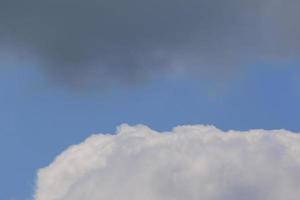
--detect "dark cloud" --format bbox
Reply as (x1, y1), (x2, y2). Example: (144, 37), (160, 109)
(0, 0), (299, 87)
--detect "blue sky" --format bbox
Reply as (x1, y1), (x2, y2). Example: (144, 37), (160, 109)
(1, 1), (300, 199)
(1, 62), (300, 199)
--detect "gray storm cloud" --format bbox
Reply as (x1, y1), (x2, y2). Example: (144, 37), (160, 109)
(35, 124), (300, 200)
(1, 0), (299, 86)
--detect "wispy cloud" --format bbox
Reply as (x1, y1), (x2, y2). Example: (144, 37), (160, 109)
(1, 0), (299, 87)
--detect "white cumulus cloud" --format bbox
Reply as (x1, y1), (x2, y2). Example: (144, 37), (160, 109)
----------
HOW TO COMPLETE THIS TASK -
Pull out each line of the entries that contains "cloud".

EXERCISE RESPONSE -
--detect "dark cloud" --format bbox
--detect "gray storm cloud" --format bbox
--detect "wispy cloud" --format bbox
--detect "white cumulus cloud" --format bbox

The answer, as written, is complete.